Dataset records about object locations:
※

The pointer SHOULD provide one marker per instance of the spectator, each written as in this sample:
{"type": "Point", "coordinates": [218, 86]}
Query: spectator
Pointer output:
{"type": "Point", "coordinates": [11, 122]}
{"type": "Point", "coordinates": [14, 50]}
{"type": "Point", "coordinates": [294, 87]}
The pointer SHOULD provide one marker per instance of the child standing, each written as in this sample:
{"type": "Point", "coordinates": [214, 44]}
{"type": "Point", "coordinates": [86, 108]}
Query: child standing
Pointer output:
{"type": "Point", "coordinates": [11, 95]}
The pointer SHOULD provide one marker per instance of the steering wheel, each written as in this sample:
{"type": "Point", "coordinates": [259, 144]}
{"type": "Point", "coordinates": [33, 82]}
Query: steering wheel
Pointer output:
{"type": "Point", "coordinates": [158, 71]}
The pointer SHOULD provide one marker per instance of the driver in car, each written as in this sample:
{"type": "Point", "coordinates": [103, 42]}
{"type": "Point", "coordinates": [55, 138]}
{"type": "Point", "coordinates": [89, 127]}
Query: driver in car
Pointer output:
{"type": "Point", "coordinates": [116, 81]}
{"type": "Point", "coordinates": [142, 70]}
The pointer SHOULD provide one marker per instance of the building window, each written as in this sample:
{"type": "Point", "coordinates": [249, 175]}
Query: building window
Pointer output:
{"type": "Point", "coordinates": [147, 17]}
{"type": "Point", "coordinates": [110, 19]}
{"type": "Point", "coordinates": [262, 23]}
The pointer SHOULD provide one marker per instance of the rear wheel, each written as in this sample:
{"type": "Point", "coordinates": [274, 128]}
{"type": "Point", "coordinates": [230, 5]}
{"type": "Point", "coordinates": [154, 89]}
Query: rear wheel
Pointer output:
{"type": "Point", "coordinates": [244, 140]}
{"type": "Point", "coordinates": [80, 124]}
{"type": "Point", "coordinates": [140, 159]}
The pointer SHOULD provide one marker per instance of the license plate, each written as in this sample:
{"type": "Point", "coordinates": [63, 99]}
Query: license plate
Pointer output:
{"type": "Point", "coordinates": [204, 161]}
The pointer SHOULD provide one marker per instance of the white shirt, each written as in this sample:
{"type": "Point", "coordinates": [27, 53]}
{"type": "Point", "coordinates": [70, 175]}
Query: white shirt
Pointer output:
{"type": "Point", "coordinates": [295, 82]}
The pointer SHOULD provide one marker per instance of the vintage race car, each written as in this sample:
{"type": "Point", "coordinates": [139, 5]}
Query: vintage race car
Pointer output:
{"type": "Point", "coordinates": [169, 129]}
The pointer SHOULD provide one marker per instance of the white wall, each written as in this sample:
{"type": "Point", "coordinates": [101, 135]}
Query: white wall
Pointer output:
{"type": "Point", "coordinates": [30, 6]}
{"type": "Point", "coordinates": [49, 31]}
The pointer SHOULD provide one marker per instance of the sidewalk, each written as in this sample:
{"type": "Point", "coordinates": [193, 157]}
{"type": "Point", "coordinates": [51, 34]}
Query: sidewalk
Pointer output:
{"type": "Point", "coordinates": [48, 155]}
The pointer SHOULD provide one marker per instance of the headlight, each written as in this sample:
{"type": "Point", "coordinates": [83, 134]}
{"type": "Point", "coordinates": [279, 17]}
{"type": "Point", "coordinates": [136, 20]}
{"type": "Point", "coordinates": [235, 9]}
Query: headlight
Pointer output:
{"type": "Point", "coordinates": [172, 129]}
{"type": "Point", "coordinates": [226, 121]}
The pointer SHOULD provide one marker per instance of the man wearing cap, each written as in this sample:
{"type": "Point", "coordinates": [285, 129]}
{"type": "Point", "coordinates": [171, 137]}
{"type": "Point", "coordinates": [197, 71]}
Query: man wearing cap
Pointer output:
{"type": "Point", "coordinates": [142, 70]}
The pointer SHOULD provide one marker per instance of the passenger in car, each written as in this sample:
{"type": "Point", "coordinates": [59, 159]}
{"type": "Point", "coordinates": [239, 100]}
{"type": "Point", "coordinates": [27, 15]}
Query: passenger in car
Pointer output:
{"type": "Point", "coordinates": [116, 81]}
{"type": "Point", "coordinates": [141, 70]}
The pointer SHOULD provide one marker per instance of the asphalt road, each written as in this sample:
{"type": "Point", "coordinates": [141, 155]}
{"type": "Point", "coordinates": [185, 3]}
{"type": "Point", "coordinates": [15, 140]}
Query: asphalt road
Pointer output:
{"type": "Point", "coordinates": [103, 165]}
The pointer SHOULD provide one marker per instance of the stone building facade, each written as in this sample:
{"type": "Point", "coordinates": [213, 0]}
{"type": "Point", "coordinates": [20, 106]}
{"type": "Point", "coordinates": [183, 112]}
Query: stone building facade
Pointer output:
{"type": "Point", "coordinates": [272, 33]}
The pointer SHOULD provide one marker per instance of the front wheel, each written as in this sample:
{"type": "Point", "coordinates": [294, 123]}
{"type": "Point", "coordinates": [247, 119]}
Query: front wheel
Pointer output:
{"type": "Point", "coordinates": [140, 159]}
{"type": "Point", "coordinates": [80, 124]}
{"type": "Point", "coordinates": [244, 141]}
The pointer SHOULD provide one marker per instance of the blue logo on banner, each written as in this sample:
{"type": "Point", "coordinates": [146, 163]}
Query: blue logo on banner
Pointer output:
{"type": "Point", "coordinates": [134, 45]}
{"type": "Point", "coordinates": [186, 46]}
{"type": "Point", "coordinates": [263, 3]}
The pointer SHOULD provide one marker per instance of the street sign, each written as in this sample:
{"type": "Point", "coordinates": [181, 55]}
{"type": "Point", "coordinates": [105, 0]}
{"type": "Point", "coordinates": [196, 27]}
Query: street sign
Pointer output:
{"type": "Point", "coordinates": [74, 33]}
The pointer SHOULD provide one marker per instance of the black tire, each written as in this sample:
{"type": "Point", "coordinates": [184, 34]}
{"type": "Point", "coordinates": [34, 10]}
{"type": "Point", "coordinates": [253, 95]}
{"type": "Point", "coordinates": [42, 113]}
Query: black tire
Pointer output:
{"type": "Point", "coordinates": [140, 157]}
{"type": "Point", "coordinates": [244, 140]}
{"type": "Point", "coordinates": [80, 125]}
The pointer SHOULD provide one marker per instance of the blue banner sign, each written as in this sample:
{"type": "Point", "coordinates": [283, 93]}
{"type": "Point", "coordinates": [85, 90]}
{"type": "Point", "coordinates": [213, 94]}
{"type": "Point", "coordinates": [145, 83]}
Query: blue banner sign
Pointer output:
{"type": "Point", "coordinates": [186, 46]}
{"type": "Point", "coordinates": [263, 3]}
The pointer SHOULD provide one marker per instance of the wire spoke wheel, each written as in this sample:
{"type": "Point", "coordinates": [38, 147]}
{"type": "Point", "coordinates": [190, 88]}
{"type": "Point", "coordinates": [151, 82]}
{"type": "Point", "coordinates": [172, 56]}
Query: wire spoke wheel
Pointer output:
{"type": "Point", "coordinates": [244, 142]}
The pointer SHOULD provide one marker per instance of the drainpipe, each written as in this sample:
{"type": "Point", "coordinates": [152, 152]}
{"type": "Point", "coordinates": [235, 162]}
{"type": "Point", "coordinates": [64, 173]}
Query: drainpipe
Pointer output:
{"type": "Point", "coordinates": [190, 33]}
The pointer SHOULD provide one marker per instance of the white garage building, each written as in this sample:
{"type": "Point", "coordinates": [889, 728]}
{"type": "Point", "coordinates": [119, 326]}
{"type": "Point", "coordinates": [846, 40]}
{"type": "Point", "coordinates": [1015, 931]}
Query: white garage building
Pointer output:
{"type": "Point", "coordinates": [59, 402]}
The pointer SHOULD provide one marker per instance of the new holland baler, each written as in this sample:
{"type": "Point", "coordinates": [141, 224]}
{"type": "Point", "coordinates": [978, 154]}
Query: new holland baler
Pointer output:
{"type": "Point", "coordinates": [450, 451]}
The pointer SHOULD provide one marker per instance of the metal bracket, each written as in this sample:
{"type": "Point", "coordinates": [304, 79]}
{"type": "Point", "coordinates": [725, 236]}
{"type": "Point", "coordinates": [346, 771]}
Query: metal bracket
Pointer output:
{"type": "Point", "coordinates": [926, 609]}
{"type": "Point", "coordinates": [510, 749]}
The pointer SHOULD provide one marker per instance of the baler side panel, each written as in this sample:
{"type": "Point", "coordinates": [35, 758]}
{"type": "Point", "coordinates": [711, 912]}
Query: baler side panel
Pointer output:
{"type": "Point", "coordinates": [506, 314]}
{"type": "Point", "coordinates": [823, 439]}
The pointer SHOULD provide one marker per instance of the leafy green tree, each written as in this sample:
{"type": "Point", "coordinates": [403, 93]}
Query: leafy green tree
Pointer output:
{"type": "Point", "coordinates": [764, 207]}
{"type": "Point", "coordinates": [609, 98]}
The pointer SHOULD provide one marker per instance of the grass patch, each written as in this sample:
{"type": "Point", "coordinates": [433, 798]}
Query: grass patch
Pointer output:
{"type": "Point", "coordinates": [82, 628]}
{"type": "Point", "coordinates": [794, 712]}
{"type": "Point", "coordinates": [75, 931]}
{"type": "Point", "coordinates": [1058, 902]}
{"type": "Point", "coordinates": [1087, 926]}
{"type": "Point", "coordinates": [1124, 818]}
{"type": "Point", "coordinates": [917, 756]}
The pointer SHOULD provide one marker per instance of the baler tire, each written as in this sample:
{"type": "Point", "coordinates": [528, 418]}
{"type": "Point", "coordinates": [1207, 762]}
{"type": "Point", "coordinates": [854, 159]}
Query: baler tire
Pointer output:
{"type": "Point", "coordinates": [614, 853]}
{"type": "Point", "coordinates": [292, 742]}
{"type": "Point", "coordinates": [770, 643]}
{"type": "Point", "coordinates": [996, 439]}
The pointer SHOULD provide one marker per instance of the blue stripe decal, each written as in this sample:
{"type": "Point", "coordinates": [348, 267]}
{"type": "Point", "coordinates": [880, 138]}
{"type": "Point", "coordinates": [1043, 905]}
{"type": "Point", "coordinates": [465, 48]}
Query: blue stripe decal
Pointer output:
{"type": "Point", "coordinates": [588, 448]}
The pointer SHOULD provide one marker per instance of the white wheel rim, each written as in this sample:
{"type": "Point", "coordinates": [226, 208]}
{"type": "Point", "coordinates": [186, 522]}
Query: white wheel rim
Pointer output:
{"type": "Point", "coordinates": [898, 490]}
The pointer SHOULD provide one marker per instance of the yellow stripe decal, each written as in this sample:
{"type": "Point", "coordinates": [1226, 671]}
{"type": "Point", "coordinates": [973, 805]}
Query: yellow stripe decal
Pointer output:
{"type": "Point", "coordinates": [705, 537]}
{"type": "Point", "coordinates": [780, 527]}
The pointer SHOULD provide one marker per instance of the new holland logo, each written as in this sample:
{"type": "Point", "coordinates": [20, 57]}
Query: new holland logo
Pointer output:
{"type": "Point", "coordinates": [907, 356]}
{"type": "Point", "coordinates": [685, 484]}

※

## Task instructions
Return the line that contains "the white wheel" along with every line after it through the end of the entries, exactly, adding nothing.

## Result
The pointer SHOULD provide one marker per instance of the white wheel rim, each written as in this sample:
{"type": "Point", "coordinates": [226, 208]}
{"type": "Point", "coordinates": [186, 522]}
Query: white wheel rim
Pointer output:
{"type": "Point", "coordinates": [898, 490]}
The pointer SHOULD provide one marker per instance of the yellow stripe decal, each written as in this sample:
{"type": "Point", "coordinates": [1226, 671]}
{"type": "Point", "coordinates": [973, 805]}
Query: yellow stripe decal
Pointer output:
{"type": "Point", "coordinates": [705, 537]}
{"type": "Point", "coordinates": [780, 527]}
The pointer SHOULD provide one marker per instance of the new holland logo, each written as in this sample:
{"type": "Point", "coordinates": [20, 57]}
Query: new holland logo
Pointer output:
{"type": "Point", "coordinates": [907, 356]}
{"type": "Point", "coordinates": [685, 484]}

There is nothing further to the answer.